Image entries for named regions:
>>

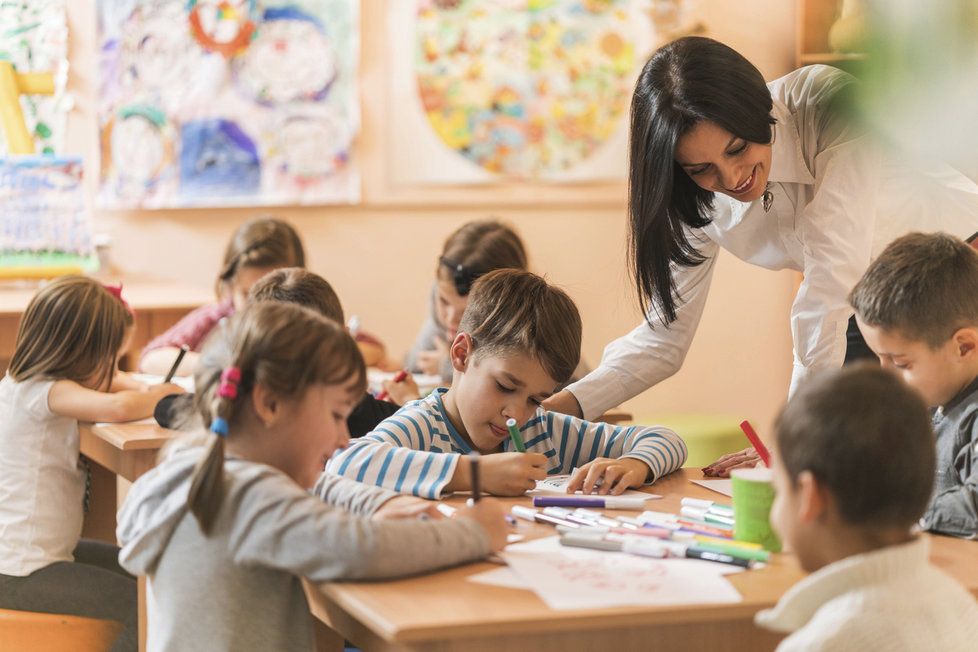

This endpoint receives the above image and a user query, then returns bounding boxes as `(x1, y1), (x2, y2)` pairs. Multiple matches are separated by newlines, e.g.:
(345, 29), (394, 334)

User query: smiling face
(676, 120), (771, 202)
(277, 384), (356, 488)
(856, 316), (978, 407)
(444, 333), (558, 453)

<<

## Your instructions
Pick out every line above that contains the string "query", matching case exactly, and copy each one.

## Exercise answer
This endpoint receives the above image and a user query, then returns bounding boxes as `(x1, y1), (x2, y2)` pairs. Multiple matches are separated by newlines, e.g.:
User query: smiling face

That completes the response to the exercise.